---------- Exercise materials ----------

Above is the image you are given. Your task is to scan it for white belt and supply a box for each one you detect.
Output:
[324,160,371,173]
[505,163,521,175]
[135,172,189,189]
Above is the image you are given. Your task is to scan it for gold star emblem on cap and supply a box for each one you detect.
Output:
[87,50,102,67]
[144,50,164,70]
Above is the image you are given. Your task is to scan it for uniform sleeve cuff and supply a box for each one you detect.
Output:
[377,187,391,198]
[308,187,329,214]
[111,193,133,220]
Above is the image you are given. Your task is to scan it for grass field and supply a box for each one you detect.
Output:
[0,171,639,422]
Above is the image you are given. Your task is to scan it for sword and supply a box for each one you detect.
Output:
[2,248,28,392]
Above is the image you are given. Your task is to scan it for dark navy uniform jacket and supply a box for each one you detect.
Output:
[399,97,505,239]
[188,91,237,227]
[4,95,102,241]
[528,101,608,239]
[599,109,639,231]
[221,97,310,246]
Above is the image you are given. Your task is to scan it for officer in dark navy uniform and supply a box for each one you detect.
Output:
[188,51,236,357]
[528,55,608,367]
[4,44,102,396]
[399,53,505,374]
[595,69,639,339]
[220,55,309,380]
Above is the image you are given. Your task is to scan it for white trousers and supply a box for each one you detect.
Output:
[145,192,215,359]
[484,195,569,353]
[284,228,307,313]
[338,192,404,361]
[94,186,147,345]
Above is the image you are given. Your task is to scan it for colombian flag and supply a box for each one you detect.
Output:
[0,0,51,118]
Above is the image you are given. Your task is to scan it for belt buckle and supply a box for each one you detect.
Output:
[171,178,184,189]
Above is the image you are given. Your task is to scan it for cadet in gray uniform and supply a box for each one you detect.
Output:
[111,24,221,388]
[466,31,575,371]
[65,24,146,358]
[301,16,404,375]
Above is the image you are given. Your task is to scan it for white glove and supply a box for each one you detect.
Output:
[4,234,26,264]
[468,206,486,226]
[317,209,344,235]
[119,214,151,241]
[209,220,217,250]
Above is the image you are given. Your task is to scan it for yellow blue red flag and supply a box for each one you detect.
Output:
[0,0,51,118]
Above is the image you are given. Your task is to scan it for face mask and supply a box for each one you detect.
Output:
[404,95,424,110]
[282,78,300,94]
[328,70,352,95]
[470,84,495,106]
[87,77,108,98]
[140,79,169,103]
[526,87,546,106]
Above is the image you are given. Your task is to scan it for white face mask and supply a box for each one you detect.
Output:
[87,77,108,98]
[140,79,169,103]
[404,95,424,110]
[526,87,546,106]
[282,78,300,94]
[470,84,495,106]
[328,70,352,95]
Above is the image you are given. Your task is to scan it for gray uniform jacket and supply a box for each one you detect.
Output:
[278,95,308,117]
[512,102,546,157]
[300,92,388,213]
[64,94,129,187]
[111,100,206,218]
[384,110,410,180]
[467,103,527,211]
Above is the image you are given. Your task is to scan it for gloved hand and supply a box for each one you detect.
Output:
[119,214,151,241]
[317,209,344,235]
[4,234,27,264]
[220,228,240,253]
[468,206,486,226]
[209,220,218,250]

----------

* [Problem statement] Rename "gray uniform jacket" to "gray tunic" in the listing. Reproduce only the part that opens with the line containing "for white face" and closes with the line containing "[467,103,527,211]", leaving everything else unchanged.

* [Full output]
Above is the image you are given. Your task is to scan it for white face mask and supply a box for each one you detect.
Output:
[87,77,108,98]
[140,79,169,103]
[404,95,424,110]
[526,87,546,106]
[282,78,300,94]
[470,84,495,106]
[328,70,352,95]
Above is the image you are given. Your task is to scan it for gray tunic and supply a box for each one you detect.
Output:
[278,95,308,117]
[512,102,546,157]
[300,92,388,213]
[64,94,129,187]
[111,100,206,218]
[384,110,410,180]
[467,103,527,211]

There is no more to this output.